_ПОСТАВЛЕННАЯ ЗАДАЧА A:_ Какую культуру, по словам БГ в тексте о рок-н-ролле, он сейчас открывает для себя?
_ПОСТАВЛЕННАЯ ЗАДАЧА B:_ Назовите все страны, регионы и культуры, которые, по словам БГ в тексте о рок-н-ролле, почти одновременно бросились открывать для себя Западная Европа, Америка и «мы».
_ПОСТАВЛЕННАЯ ЗАДАЧА C:_ Отредактируйте часть текста о БГ, которая открывается словами «Что я могу еще? Что» и заканчивается словами «о нетрудовых доходах.»: приведите ее заново, заменив «дома» на «на кухне».

_ПРЕДОСТАВЛЕННЫЙ ОТРЫВОК:_
################

Джа даст нам все. У нас больше нет проблем.

Когда я с тобой, ты — мой Единственный Дом.

Что я могу еще? Что я могу еще?..

Джа даст нам все…

Сидит БГ дома и внушает себе: «Джа даст нам все». Глядь, а Джа рядом стоит и кукиш огромный показывает. Это случилось как раз после принятия закона о нетрудовых доходах.

БГ: — Рок-н-ролл своим мощным воздействием вернул нам желание постичь многое из других культур и других времен. Причем процесс этот носит всеобщий характер. И Западная Европа, и Америка, и мы бросились почти одновременно открывать для себя Индию, Китай, Японию, Персию, Африку, древнюю русскую культуру, культуру индейцев. А ведь было время, когда большинство воспринимало эти древние культуры как курьез. Сегодня ребята, будущие моряки, читают мне стихи и спрашивают: «А правда, что в ваших песнях есть из Чжуан Цзы?» Я отвечаю: «Да, правда», — и внутренне радуюсь. Сейчас я открываю для себя древнюю кельтскую культуру. То есть идут поиски во всех направлениях. Люди вдруг ощутили духовную жажду, для которой нет государственных и национальных границ. Африканцы стали активно постигать европейскую культуру, а китайцы и японцы потянулись к року.

Зуд телефонов, связки ключей…

Ты выйдешь за дверь, и вот ты снова ничей.

Желчь поражений, похмелье побед,

Но чем ты заплатишь за воду ничьей?

Я хотел бы опираться о платан,

Я так хотел бы опираться о платан,

А так мне кажется, что все это зря.

Свои законы у деревьев и трав.

Один из нас весел, другой из нас прав.

################

_ИСХОДНЫЕ ДАННЫЕ:_
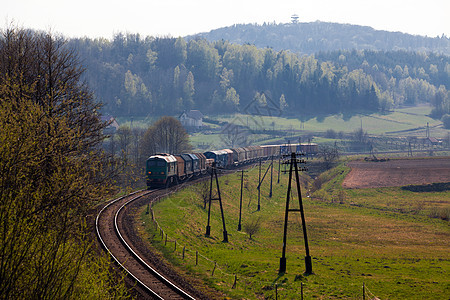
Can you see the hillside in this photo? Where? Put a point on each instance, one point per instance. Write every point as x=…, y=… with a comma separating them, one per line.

################

_РЕШЕНИЕ ЗАДАЧИ A:_ Древнюю кельтскую культуру.

_РЕШЕНИЕ ЗАДАЧИ B:_ Индия, Китай, Япония, Персия, Африка, древняя русская культура, культура индейцев.

_РЕШЕНИЕ ЗАДАЧИ C:_
Что я могу еще? Что я могу еще?..

Джа даст нам все…

Сидит БГ на кухне и внушает себе: «Джа даст нам все». Глядь, а Джа рядом стоит и кукиш огромный показывает. Это случилось как раз после принятия закона о нетрудовых доходах.